- _给定文本_:
线段树整理
开始PHD生涯,好久不做题了,手生的不行,代码能力、算法能力直线下滑。
不管以后我做什么方向,做做题目能很好地锻炼我的思维,所以以后开始继续做题,纯粹为了玩!
先整理一下线段树方面的题目吧,最近项目有用到,还有一些新的线段树的题目陆续添加吧
1、单点更新,区间查询
/*
HDU1166
单点更新,对区间进行询问。
不必设置延迟标记,单点更新到叶子节点,正常进行区间查询
*/
#include <cstdio>
#include <cstring>
#include <algorithm>
#include <iostream>
using namespace std;
#define LL(x) (x << 1)
#define RR(x) ((x << 1) | 1)
struct Seg_Tree_Node
{
int left, right;
int sum;
int mid()
{
return (left + right) / 2;
}
}tree[50000 * 3 + 12345];
int num[50000 + 123];
void update_info(int idx)
{
tree[idx].sum = tree[LL(idx)].sum + tree[RR(idx)].sum;
}
void build(int l, int r, int idx)
{
tree[idx].left = l;
tree[idx].right = r;
if(l == r)

- _材料列表_:
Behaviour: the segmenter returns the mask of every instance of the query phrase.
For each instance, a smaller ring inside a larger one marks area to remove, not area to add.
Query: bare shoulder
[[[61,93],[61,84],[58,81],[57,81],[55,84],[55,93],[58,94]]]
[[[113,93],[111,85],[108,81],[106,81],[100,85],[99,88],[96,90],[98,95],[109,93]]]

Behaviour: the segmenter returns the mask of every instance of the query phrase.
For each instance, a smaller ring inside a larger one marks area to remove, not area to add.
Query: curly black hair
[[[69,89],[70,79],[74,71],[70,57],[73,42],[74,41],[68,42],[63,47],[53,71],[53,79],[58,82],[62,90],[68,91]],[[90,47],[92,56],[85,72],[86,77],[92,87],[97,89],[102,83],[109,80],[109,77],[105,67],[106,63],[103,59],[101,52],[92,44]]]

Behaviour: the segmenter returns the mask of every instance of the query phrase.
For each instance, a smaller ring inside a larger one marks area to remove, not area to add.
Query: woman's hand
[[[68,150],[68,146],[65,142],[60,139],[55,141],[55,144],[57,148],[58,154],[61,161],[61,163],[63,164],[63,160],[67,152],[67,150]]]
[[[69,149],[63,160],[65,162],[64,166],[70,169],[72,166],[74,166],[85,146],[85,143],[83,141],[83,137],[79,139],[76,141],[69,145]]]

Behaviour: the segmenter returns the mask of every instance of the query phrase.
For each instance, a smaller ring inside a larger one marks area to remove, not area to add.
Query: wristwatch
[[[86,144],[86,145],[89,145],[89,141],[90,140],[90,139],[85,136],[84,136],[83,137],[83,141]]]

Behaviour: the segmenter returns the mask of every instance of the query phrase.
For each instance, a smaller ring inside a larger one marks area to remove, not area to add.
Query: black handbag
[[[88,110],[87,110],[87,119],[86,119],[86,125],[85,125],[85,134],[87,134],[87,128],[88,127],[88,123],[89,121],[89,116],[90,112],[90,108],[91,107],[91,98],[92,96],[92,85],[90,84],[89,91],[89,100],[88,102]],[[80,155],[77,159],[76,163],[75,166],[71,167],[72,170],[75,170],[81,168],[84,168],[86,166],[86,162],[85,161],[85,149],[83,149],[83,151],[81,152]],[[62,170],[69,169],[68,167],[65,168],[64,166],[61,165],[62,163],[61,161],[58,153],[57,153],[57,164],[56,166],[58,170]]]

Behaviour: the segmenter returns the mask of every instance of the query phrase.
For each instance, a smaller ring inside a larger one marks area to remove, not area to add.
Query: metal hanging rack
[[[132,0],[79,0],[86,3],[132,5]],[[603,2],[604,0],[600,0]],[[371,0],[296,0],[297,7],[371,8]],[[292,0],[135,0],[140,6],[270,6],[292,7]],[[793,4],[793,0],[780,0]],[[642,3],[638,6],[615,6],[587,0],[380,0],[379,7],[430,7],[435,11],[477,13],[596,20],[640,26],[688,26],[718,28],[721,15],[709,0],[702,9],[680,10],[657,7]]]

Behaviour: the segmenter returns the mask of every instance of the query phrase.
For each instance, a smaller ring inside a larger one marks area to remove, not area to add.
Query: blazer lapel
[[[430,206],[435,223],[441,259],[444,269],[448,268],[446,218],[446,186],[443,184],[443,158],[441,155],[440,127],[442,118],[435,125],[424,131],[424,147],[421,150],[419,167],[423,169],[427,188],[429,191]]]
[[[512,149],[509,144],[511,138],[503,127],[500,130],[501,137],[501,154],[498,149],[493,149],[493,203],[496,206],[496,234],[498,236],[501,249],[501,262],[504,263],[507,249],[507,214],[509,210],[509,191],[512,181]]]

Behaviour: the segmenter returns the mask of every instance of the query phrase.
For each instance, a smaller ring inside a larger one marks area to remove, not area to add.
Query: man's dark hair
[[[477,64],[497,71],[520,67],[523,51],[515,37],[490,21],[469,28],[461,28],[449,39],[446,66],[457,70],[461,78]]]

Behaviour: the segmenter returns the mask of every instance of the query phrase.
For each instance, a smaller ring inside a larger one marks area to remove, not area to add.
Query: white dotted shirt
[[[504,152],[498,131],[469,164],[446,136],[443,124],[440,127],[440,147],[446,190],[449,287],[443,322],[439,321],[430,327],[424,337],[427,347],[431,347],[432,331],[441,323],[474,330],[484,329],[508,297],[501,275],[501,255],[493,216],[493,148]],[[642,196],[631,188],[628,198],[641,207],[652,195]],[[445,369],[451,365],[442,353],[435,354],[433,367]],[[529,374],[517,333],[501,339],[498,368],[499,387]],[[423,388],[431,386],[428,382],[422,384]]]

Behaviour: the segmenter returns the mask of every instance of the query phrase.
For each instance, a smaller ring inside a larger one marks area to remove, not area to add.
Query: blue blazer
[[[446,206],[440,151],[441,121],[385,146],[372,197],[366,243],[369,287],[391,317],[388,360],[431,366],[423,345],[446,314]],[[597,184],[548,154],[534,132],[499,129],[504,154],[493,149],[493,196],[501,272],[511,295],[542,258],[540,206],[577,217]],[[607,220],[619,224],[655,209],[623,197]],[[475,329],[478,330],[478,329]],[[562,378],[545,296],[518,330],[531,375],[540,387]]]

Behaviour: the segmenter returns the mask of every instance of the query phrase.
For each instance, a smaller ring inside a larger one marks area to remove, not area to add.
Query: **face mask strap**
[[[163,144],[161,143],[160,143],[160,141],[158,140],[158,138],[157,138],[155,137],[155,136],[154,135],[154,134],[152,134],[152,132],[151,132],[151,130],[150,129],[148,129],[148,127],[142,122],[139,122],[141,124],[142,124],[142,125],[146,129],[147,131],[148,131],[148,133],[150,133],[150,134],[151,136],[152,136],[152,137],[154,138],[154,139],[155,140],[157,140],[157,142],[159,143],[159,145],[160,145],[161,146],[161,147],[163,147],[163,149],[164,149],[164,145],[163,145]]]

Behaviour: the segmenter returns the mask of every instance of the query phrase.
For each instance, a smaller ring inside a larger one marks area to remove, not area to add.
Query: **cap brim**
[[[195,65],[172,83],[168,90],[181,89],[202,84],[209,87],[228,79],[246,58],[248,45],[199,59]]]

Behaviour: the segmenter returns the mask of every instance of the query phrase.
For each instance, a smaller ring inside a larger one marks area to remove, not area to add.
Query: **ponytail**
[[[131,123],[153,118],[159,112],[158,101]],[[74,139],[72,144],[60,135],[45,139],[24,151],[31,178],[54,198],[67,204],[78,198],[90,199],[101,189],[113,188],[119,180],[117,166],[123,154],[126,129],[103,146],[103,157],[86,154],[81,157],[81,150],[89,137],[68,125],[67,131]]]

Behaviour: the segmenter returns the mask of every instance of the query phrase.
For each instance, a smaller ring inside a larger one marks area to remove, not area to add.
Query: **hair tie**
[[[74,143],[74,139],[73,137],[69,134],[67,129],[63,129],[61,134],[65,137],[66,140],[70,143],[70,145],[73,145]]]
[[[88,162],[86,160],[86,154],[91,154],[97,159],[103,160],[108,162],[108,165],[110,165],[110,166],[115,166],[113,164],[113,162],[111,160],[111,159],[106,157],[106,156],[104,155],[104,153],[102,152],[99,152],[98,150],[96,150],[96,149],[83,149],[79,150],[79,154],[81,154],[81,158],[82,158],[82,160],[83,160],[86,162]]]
...
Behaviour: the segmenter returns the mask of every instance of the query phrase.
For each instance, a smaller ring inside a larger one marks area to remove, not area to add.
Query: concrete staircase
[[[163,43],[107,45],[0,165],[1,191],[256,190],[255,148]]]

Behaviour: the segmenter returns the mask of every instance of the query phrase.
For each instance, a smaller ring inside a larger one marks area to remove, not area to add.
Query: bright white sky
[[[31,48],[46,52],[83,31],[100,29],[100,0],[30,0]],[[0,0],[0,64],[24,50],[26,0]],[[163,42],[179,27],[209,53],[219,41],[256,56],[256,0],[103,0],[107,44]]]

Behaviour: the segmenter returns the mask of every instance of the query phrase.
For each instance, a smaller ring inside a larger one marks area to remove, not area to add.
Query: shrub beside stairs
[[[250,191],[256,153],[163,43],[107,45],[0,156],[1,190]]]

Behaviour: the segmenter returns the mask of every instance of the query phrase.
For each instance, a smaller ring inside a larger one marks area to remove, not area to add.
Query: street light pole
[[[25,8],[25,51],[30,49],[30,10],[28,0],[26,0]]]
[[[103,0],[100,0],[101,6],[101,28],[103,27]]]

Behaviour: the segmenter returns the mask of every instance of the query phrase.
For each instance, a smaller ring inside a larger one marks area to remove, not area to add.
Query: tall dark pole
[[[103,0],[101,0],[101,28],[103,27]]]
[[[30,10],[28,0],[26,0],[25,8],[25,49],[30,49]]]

- _练习 1_:
请判断下列说法是否与给定文本相符,每项回答“是”或“否”,并一字不差地引出起决定作用的原文:(a)作者表示以后继续做题纯粹是为了玩;(b)HDU1166这道题需要设置延迟标记;(c)作者最近的项目用到了线段树。
- _练习 2_:
照录给定文本中的一段,从“先整理一下线段树方面的题目吧,最近项目有用到,还有一些新的线段树的题目陆续添加吧”开始,到“RR(x) ((x << 1) | 1)”结束。

- _完整答案 1_:
(a)是。“所以以后开始继续做题,纯粹为了玩!”
(b)否。“不必设置延迟标记,单点更新到叶子节点,正常进行区间查询”
(c)是。“最近项目有用到”

- _完整答案 2_:
先整理一下线段树方面的题目吧,最近项目有用到,还有一些新的线段树的题目陆续添加吧
1、单点更新,区间查询
/*
HDU1166
单点更新,对区间进行询问。
不必设置延迟标记,单点更新到叶子节点,正常进行区间查询
*/
#include <cstdio>
#include <cstring>
#include <algorithm>
#include <iostream>
using namespace std;
#define LL(x) (x << 1)
#define RR(x) ((x << 1) | 1)